Saved entries:
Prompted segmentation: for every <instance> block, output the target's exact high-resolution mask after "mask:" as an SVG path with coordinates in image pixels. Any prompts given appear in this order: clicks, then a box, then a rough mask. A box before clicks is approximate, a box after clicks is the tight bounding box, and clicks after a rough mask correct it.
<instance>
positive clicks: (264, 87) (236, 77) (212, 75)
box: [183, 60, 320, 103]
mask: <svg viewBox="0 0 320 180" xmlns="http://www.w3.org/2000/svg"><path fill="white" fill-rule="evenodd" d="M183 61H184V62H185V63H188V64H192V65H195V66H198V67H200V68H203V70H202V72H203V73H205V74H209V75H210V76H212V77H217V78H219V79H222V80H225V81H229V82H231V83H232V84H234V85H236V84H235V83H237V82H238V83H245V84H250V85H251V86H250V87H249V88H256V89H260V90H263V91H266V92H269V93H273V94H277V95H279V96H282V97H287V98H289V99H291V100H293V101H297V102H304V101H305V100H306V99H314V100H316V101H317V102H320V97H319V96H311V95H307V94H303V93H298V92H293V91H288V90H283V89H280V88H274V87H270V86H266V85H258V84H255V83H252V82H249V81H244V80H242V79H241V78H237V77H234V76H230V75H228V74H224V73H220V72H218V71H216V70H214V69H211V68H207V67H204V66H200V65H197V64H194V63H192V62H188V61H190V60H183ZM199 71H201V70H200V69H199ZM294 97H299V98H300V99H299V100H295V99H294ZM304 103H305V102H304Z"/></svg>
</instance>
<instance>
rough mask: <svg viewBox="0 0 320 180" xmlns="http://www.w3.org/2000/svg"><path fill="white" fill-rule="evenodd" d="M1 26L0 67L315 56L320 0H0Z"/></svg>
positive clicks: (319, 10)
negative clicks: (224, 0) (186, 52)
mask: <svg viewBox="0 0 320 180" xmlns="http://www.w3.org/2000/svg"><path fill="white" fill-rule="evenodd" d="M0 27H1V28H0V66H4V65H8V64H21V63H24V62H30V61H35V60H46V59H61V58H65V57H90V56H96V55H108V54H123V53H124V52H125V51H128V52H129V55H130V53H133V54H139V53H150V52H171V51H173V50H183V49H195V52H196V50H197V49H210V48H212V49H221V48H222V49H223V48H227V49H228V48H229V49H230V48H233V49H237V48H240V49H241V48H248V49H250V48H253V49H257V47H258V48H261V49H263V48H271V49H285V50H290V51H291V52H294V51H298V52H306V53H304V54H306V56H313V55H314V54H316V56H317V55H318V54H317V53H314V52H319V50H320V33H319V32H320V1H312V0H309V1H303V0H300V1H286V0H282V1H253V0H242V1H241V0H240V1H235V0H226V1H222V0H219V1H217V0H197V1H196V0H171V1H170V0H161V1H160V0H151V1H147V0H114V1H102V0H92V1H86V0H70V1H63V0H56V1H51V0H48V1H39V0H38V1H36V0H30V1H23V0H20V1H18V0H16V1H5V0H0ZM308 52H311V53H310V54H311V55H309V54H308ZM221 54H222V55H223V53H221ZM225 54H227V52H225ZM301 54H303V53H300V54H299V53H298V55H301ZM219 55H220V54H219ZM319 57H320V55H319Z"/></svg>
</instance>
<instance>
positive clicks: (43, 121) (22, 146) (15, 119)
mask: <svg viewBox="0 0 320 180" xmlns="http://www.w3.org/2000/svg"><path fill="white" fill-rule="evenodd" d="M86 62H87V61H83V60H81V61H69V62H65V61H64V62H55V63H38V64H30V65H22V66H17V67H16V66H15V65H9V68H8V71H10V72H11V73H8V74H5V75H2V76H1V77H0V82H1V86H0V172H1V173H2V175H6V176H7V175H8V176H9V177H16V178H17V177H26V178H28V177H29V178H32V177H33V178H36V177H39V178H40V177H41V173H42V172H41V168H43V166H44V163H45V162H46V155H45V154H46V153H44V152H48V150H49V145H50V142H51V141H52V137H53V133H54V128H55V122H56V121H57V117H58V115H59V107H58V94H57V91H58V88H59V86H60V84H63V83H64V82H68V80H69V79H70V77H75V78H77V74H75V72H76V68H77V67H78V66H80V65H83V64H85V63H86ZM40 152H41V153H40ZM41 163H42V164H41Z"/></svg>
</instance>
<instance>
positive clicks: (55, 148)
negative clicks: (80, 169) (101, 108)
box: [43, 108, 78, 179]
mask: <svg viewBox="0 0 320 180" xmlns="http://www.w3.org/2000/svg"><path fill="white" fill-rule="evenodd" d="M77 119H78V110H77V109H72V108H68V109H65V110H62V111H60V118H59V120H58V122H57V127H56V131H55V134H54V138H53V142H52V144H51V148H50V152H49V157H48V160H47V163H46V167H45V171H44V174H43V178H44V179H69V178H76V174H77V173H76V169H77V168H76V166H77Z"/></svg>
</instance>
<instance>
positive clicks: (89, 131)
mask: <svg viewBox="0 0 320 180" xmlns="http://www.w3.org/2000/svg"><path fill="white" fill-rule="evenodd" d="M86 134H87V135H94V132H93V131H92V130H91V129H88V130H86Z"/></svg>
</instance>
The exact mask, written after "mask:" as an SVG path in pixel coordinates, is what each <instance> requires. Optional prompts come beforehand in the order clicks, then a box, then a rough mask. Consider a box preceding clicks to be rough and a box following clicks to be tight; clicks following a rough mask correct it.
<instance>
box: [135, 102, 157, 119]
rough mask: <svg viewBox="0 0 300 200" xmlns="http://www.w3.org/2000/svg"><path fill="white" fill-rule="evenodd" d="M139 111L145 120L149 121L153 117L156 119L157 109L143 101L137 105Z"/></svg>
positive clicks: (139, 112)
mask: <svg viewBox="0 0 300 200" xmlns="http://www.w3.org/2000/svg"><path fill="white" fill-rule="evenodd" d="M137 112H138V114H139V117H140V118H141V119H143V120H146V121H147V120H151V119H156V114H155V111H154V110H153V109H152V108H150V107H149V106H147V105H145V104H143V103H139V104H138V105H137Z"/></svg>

Requirement:
Express the listing above as a JSON list of strings with one string per line, and leave out any blank lines.

Response to this exercise:
[
  "Prompted segmentation: for every <instance> block, output the target's exact high-resolution mask after \"mask:\" as an SVG path with coordinates in image pixels. Any prompts given appear in this order: clicks, then a box, then a rough mask. A box before clicks is approximate, a box after clicks is the tight bounding box, and clicks after a rough mask correct it.",
  "<instance>",
  "positive clicks: (264, 87) (236, 77) (212, 75)",
  "box: [183, 60, 320, 103]",
  "mask: <svg viewBox=\"0 0 320 180\" xmlns=\"http://www.w3.org/2000/svg\"><path fill=\"white\" fill-rule=\"evenodd\" d=\"M183 61H184V62H185V63H188V64H192V65H195V66H198V67H200V68H203V70H202V72H203V73H205V74H209V75H210V76H212V77H217V78H219V79H222V80H225V81H229V82H231V83H232V84H234V85H236V84H235V83H237V82H238V83H245V84H250V85H251V86H250V87H249V88H256V89H260V90H263V91H266V92H269V93H273V94H277V95H279V96H282V97H287V98H289V99H291V100H293V101H297V102H304V101H305V100H306V99H314V100H316V101H317V102H320V97H319V96H311V95H307V94H303V93H298V92H293V91H288V90H283V89H280V88H274V87H270V86H266V85H258V84H255V83H252V82H249V81H244V80H242V79H241V78H237V77H234V76H230V75H228V74H224V73H220V72H218V71H216V70H214V69H211V68H207V67H204V66H200V65H197V64H194V63H192V62H188V61H190V60H183ZM199 71H201V70H200V69H199ZM294 97H299V98H300V99H299V100H295V99H294ZM304 103H305V102H304Z\"/></svg>",
  "</instance>",
  "<instance>",
  "rough mask: <svg viewBox=\"0 0 320 180\" xmlns=\"http://www.w3.org/2000/svg\"><path fill=\"white\" fill-rule=\"evenodd\" d=\"M1 26L0 67L315 56L320 0H0Z\"/></svg>",
  "positive clicks: (319, 10)",
  "negative clicks: (224, 0) (186, 52)",
  "mask: <svg viewBox=\"0 0 320 180\" xmlns=\"http://www.w3.org/2000/svg\"><path fill=\"white\" fill-rule=\"evenodd\" d=\"M0 27H1V28H0V66H4V65H8V64H21V63H24V62H30V61H35V60H46V59H61V58H65V57H90V56H96V55H108V54H123V53H124V52H125V51H128V52H129V55H130V53H133V54H139V53H150V52H171V51H173V50H183V49H195V52H196V50H197V49H210V48H212V49H221V48H222V49H223V48H227V49H228V48H229V49H230V48H233V49H237V48H240V49H241V48H248V49H250V48H253V49H257V47H258V48H261V49H263V48H271V49H285V50H290V51H291V52H294V51H298V52H306V53H304V54H306V56H313V55H314V54H316V56H317V55H318V54H317V53H314V52H319V50H320V33H319V32H320V1H312V0H309V1H303V0H300V1H286V0H282V1H253V0H242V1H241V0H240V1H235V0H226V1H222V0H219V1H217V0H197V1H196V0H171V1H170V0H161V1H160V0H151V1H147V0H114V1H102V0H92V1H86V0H70V1H63V0H56V1H51V0H48V1H39V0H38V1H36V0H30V1H23V0H20V1H18V0H16V1H5V0H0ZM308 52H311V53H310V54H311V55H309V54H308ZM221 54H222V55H223V53H221ZM225 54H227V52H225ZM301 54H303V53H300V54H299V53H298V55H301ZM219 55H220V54H219ZM319 57H320V55H319Z\"/></svg>",
  "</instance>",
  "<instance>",
  "positive clicks: (43, 121) (22, 146) (15, 119)",
  "mask: <svg viewBox=\"0 0 320 180\" xmlns=\"http://www.w3.org/2000/svg\"><path fill=\"white\" fill-rule=\"evenodd\" d=\"M86 62H87V61H83V60H81V61H69V62H65V61H64V62H55V63H38V64H30V65H22V66H17V67H16V66H15V65H9V68H8V71H10V72H11V73H8V74H5V75H2V76H1V77H0V82H1V86H0V172H1V173H2V175H6V176H7V175H8V176H9V177H16V178H17V177H26V178H28V177H29V178H32V177H33V178H36V177H39V178H40V177H41V173H42V172H41V168H43V166H44V163H45V162H46V155H45V154H46V153H44V152H48V150H49V145H50V142H51V141H52V137H53V133H54V128H55V122H56V121H57V117H58V115H59V107H58V94H57V91H58V88H59V86H60V84H63V83H64V82H68V80H69V79H70V77H75V78H77V74H75V72H76V68H77V67H78V66H80V65H83V64H85V63H86ZM40 152H41V153H40ZM41 163H42V164H41Z\"/></svg>",
  "</instance>",
  "<instance>",
  "positive clicks: (55, 148)",
  "negative clicks: (80, 169) (101, 108)",
  "box: [43, 108, 78, 179]",
  "mask: <svg viewBox=\"0 0 320 180\" xmlns=\"http://www.w3.org/2000/svg\"><path fill=\"white\" fill-rule=\"evenodd\" d=\"M77 119H78V110H77V109H72V108H68V109H65V110H62V111H60V118H59V120H58V122H57V127H56V131H55V134H54V138H53V142H52V144H51V148H50V152H49V157H48V160H47V163H46V167H45V171H44V174H43V178H44V179H69V178H76V174H77V173H76V169H77V168H76V166H77Z\"/></svg>",
  "</instance>",
  "<instance>",
  "positive clicks: (89, 131)",
  "mask: <svg viewBox=\"0 0 320 180\" xmlns=\"http://www.w3.org/2000/svg\"><path fill=\"white\" fill-rule=\"evenodd\" d=\"M86 134H87V135H94V132H93V131H92V130H91V129H88V130H86Z\"/></svg>",
  "</instance>",
  "The exact mask, written after \"mask:\" as an SVG path in pixel coordinates, is what each <instance> requires. Optional prompts come beforehand in the order clicks, then a box, then a rough mask. Consider a box preceding clicks to be rough and a box following clicks to be tight; clicks following a rough mask correct it.",
  "<instance>",
  "box: [135, 102, 157, 119]",
  "rough mask: <svg viewBox=\"0 0 300 200\" xmlns=\"http://www.w3.org/2000/svg\"><path fill=\"white\" fill-rule=\"evenodd\" d=\"M139 111L145 120L149 121L153 117L156 119L157 109L143 101L137 105Z\"/></svg>",
  "positive clicks: (139, 112)",
  "mask: <svg viewBox=\"0 0 300 200\" xmlns=\"http://www.w3.org/2000/svg\"><path fill=\"white\" fill-rule=\"evenodd\" d=\"M137 112H138V114H139V117H140V118H141V119H143V120H146V121H147V120H151V119H156V114H155V111H154V110H153V109H152V108H150V107H149V106H147V105H145V104H143V103H139V104H138V105H137Z\"/></svg>"
]